▶ **Source excerpt**:
-=-=-
Monday, September 18, 2017

The Healing Power of Forgiveness, 24th Sunday OT (Cycle A)

   This week’s readings are a perfect segue for me to talk about a ministry which is very close to my heart. This ministry has given me the opportunity to witness how God's grace can transform the human heart. Working on this for the last few years, I have seen the awesome and liberating power forgiveness has on those who are willing to forgive. I have also seen how when is NOT given, is capable of enslaving the human spirit.
    The ministry I’m speaking of today is the work I do with divorced and separated Catholics. Now it is a well known fact that Catholics do not divorce, right? It is also well known that more than 50% of Catholic marriages end in divorce. You might be thinking how can this be? Well I have found by talking to people who are in the midst of a separation or a divorce, that these two ideas can exist in our minds because we are convinced that divorce is something that only happens to other people and not to us.   Now I’m not going to get into why divorce happens, at the end of the day it happens because of human weakness and sin. Today I want to focus on how forgiveness is the KEY to deal with the hurricane of emotions we are thrown into when we suffer the end of a marriage, the breakup of a family, and the loss of a spouse.
-=-=-
▶ **Dataset entries**:
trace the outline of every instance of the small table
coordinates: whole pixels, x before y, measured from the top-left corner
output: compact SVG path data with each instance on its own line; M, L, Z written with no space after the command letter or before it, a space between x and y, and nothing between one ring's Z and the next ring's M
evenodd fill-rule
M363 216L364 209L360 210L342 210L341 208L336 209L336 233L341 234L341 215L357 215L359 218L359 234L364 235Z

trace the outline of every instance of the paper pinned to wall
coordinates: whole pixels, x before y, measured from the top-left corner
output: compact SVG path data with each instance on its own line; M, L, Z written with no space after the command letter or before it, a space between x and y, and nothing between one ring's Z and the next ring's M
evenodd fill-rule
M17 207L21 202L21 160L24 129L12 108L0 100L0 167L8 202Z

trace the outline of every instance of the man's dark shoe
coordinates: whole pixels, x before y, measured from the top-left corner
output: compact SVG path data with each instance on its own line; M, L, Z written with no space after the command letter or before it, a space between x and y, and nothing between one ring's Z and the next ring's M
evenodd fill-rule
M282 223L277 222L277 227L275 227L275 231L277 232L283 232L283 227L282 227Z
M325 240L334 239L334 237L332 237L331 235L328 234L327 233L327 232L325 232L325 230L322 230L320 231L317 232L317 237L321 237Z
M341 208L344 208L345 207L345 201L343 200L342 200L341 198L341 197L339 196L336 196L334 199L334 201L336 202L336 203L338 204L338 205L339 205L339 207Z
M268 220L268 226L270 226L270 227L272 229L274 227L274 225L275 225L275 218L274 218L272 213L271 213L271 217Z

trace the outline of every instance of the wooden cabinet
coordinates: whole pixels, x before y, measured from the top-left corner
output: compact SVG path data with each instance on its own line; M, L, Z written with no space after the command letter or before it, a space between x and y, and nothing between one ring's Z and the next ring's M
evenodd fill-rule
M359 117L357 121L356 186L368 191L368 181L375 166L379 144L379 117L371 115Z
-=-=-
▶ **The tasks**:
a: In the post on forgiveness, condense the paragraph beginning "The ministry I'm speaking of today" into a few sentences that keep its main facts.
b: According to the post on forgiveness, what experiences throw people into a hurricane of emotions? List them all.
c: Reproduce the stretch of the post on forgiveness from "The ministry I’m" through "of a spouse." word for word.

▶ **Exercise solutions**:
a: The writer's ministry is with divorced and separated Catholics. Although it is "well known" that Catholics do not divorce, more than 50% of Catholic marriages end in divorce. People going through separation or divorce hold both ideas because they believe divorce happens only to others. Divorce ultimately stems from human weakness and sin, but the writer's focus is on forgiveness as the key to coping with the emotions that follow the end of a marriage, the breakup of a family, and the loss of a spouse.

b:
- The end of a marriage
- The breakup of a family
- The loss of a spouse

c:
The ministry I’m speaking of today is the work I do with divorced and separated Catholics. Now it is a well known fact that Catholics do not divorce, right? It is also well known that more than 50% of Catholic marriages end in divorce. You might be thinking how can this be? Well I have found by talking to people who are in the midst of a separation or a divorce, that these two ideas can exist in our minds because we are convinced that divorce is something that only happens to other people and not to us.   Now I’m not going to get into why divorce happens, at the end of the day it happens because of human weakness and sin. Today I want to focus on how forgiveness is the KEY to deal with the hurricane of emotions we are thrown into when we suffer the end of a marriage, the breakup of a family, and the loss of a spouse.